Excerpt provided ->
□ □ □ □ □ □ □

# Beginner advice on Tai Chi



## Coyotetracks (Feb 5, 2014)

Hey all.

I have spent a fair bit of time reading the many things on this forum - and in particular this section, as I am very interested in learning Tai Chi.

From what I have learned here it would seem that finding instruction in a style which has retained its martial or self-defense traditions is somewhat difficult. I believe that the Chen style is the one which is least modified in the western world? I am definitely interested in learning a style which is martial in nature. 

Anyway here's my question: I have moved into a smaller community in which the only potential for instruction in this art (other than books or DVDs) comes from the International Taoist Tai Chi association.  I have heard a few things around the internet and other places which suggest this organization is everything from non-martial to 'weak' to 'new agey' in tradition. I knew a fellow back in the city who practiced with them and he described it as a 'soft' style - as in not a system in which one would learn self defense. 

 So being a newcomer to this area of the martial arts I thought I would ask those here who know about Tai Chi what they think of this organization. 

Is it worth it to take the chance at learning from these guys and possibly picking up bad habits - if that is a term I can use - or would I be better to hold off?

Thanks for your consideration

Jack


----------



## seasoned (Feb 5, 2014)

You would fair better if you would ask a more generic question rather then pin pointing a certain club or organization. Nothing official here Jack just a suggestion on my part.


----------



## colemcm (Feb 5, 2014)

Looking at their website, they specifically state that they do not teach Tai Chi as a martial art.

Where are you located? Maybe someone on here is aware of an instructor that is near you.


----------



## Coyotetracks (Feb 6, 2014)

Yeah I should have been more specific.

Just a rank beginner here, trying not to go down a dead end trail ;-)


----------



## seasoned (Feb 6, 2014)

colemcm said:


> Looking at their website, they specifically state that they do not teach Tai Chi as a martial art.
> 
> *Where are you located?* Maybe someone on here is aware of an instructor that is near you.



Here


----------



## Coyotetracks (Feb 6, 2014)

Hey, Colemcm

I'm in Squamish, British Columbia, a community of about 20,000  about 80km northwest of Vancouver, BC.
Interestingly enough I moved away from the big city (Vancouver) to get some peace and quiet, yet now that I have
the breathing space and more free time I find a lack of practitioners in the art I now find myself drawn to ;-)
I find it rather ironic that I was too overloaded and busy while living in Vancouver - and as Vancouver has a huge Chinese
culture there are no doubt lots of teachers ;-)

Funny how life and destiny work that way :wink:


----------



## TaiChiTJ (Feb 6, 2014)

I would consider the following teacher; he as a variety of teaching modalities: 

http://www.taichicanada.com/


----------



## Xue Sheng (Feb 6, 2014)

Coyotetracks said:


> Hey, Colemcm
> 
> I'm in Squamish, British Columbia, a community of about 20,000  about 80km northwest of Vancouver, BC.

□ □ □ □ □ □ □

Stated exercise 1 ->
In the Tai Chi forum thread, why does Coyotetracks find the move to Squamish ironic? Answer in one to three sentences.
Stated exercise 2 ->
Rewrite the paragraph of the Tai Chi forum thread that begins "Anyway here's my question" as a short bulleted list, keeping its main facts.
Stated exercise 3 ->
Summarize the Tai Chi forum thread in two sentences.

Listed entries ->
□ □ □ □ □ □ □

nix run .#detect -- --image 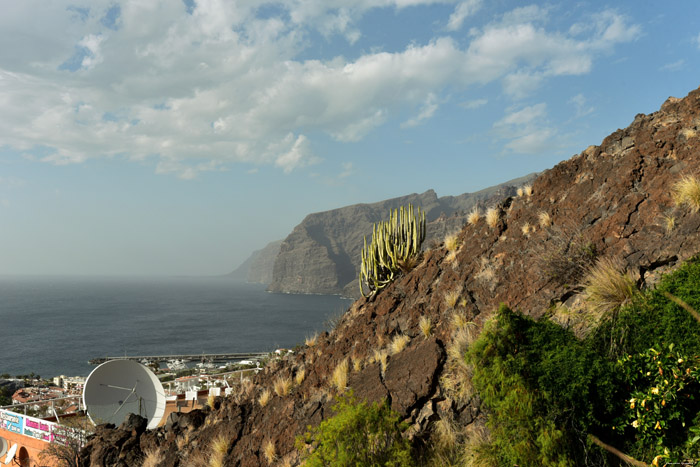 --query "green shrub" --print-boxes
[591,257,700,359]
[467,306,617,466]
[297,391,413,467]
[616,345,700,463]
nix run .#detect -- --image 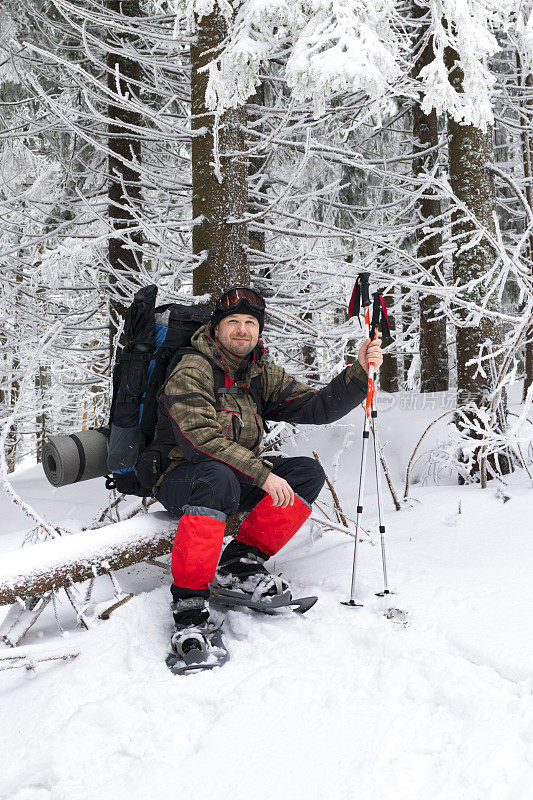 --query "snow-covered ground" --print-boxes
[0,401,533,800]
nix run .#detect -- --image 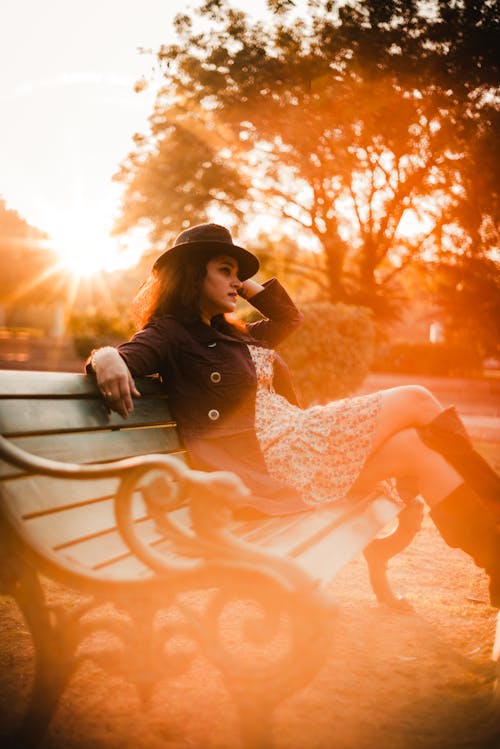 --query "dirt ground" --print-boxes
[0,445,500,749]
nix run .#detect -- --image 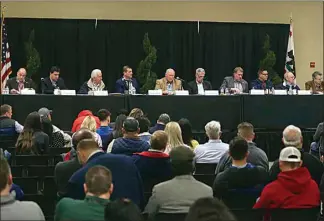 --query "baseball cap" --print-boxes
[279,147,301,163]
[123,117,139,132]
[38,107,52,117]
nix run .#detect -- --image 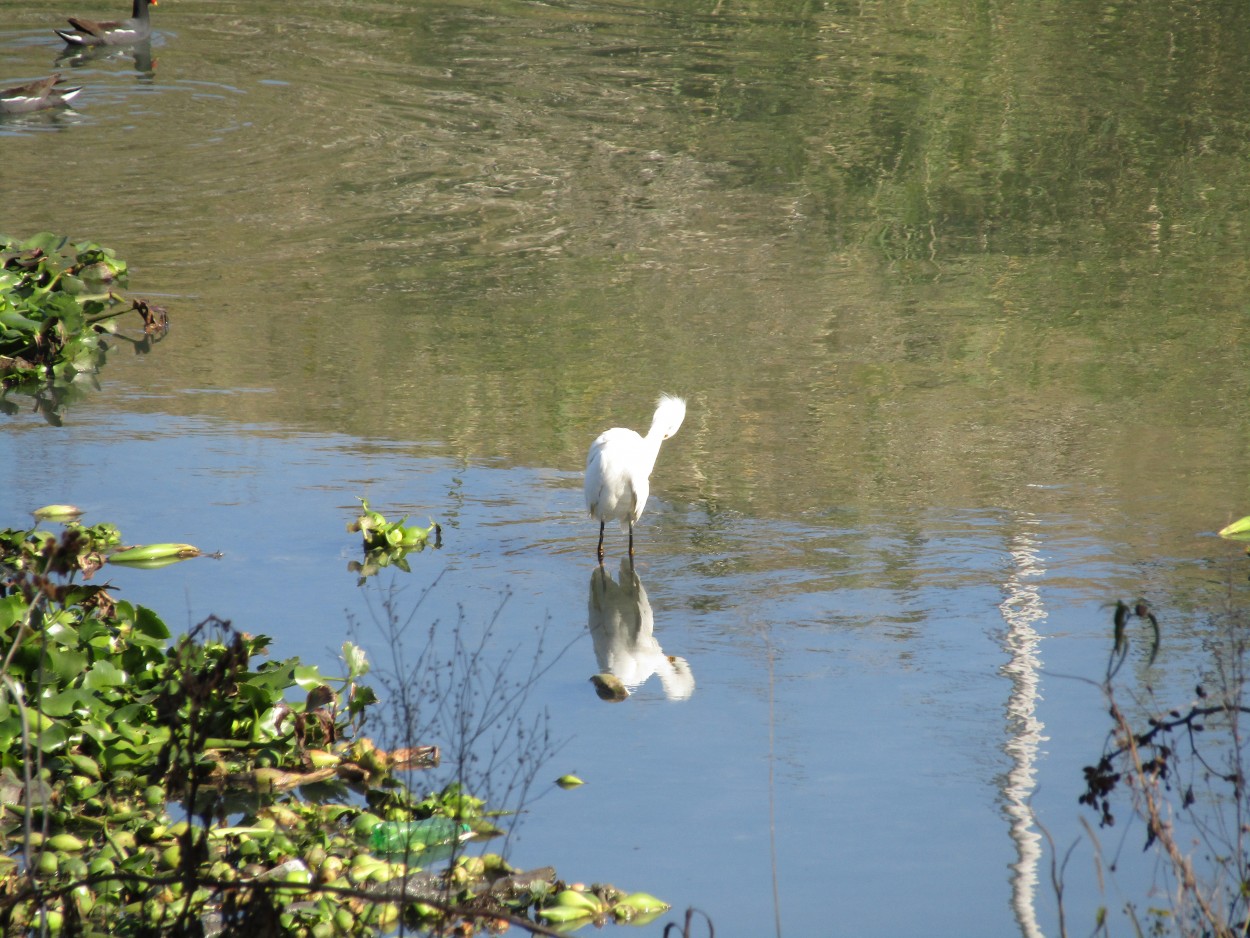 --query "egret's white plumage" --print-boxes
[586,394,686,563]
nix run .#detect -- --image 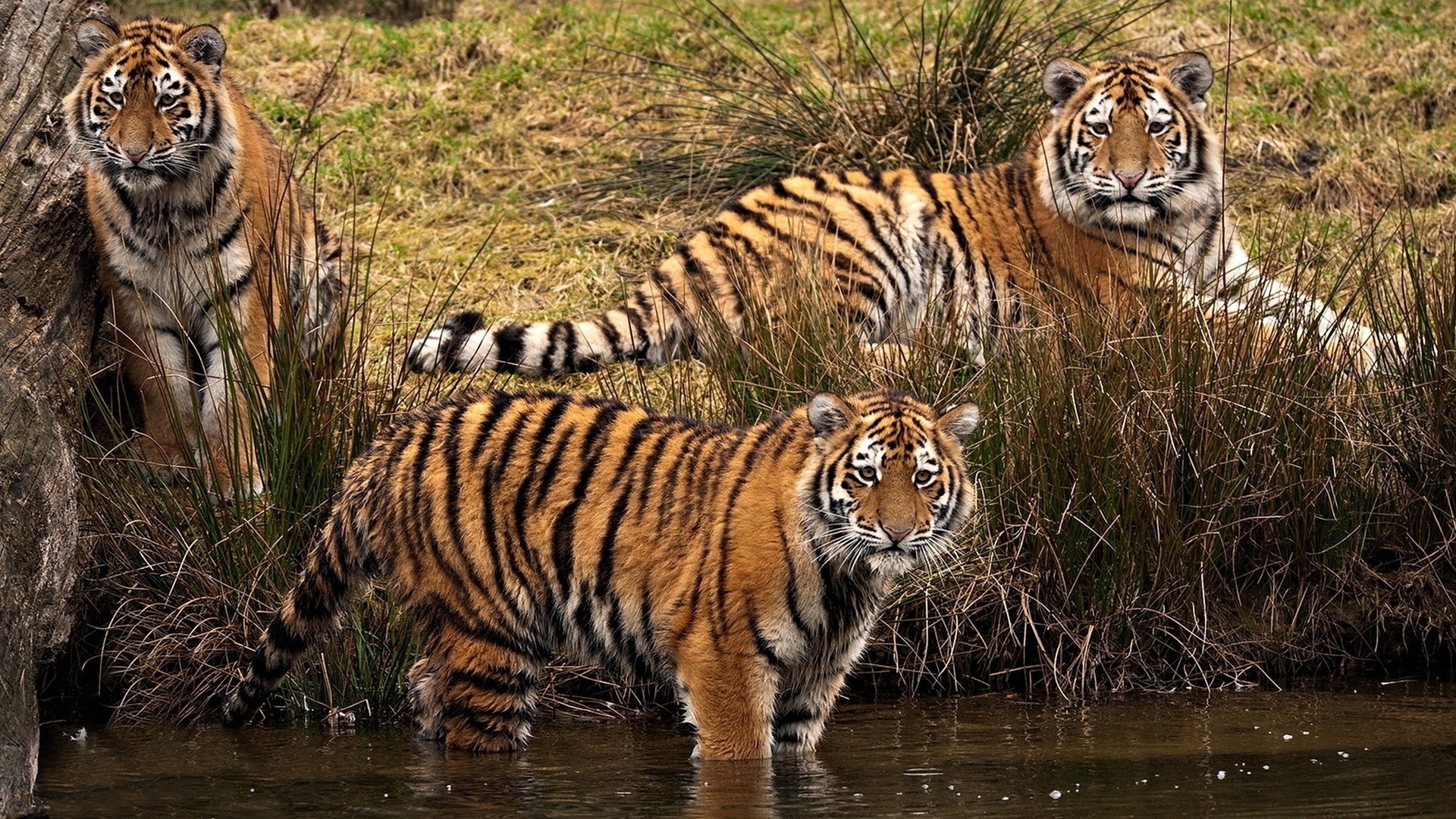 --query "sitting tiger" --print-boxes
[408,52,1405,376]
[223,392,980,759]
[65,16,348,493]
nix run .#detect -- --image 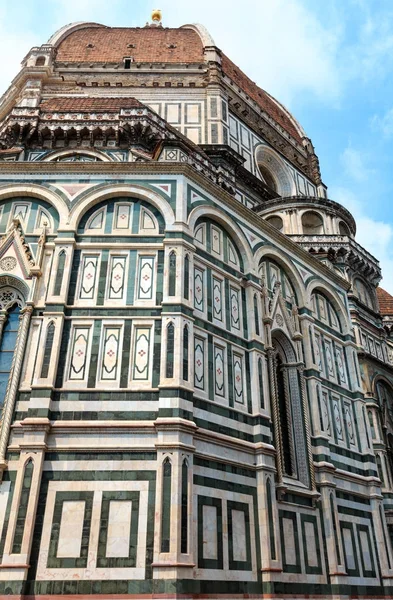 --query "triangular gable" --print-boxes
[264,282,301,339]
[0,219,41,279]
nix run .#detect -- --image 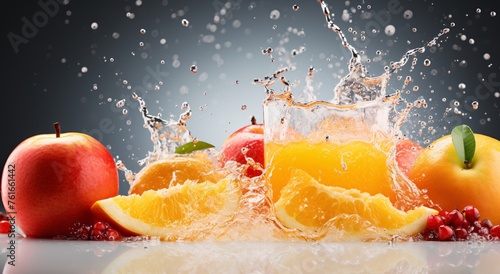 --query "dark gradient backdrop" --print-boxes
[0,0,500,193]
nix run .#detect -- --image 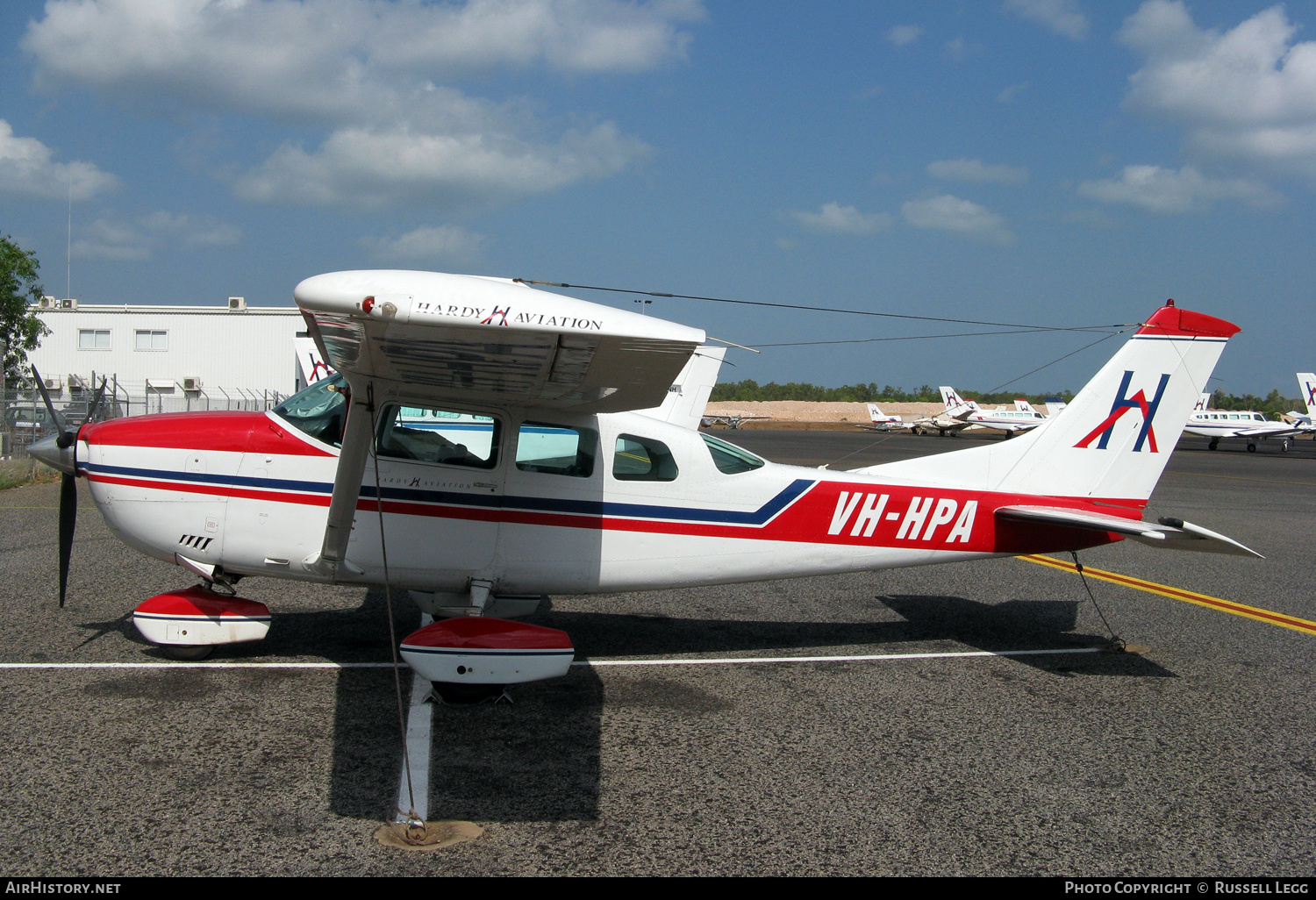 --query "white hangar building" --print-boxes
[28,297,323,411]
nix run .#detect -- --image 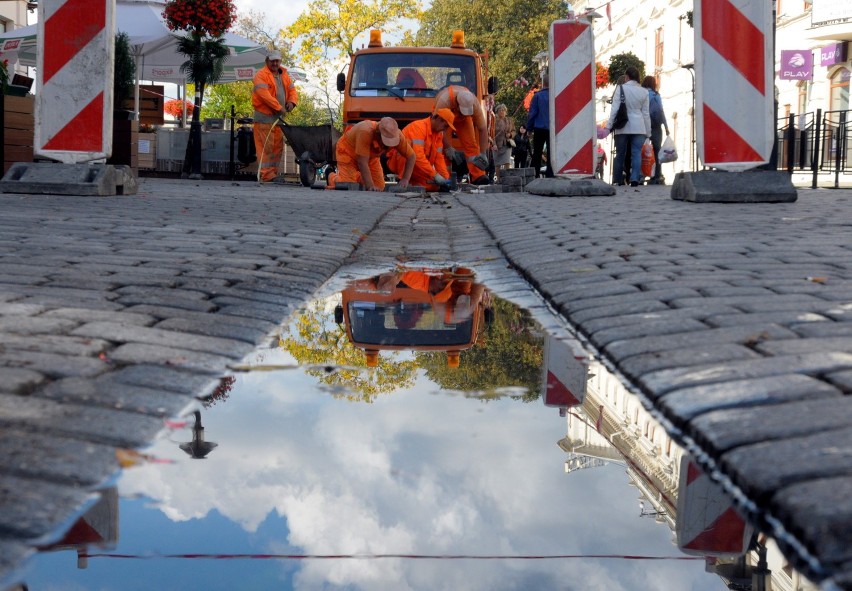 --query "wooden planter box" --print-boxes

□ □ □ □ □ □ □

Task solution 1 ->
Coyotetracks left Vancouver for peace and quiet. Now there is the time and space to learn, but few practitioners nearby. Back in Vancouver there was too little time, even though its large Chinese culture likely means many teachers.

Task solution 2 ->
- The writer has moved to a smaller community.
- Apart from books or DVDs, the only possible instruction there comes from the International Taoist Tai Chi association.
- Things heard online and elsewhere describe this organization as anything from non-martial to "weak" to "new agey."
- A man the writer knew in the city trained with them and called it a "soft" style, not one for learning self-defense.

Task solution 3 ->
A beginner who wants to learn a martial style of Tai Chi asks whether the International Taoist Tai Chi association, the only option in the writer's small community, is worth joining. One reply notes that the group's website says it does not teach Tai Chi as a martial art, and after the beginner gives Squamish, British Columbia, as the location, another member suggests a teacher's website.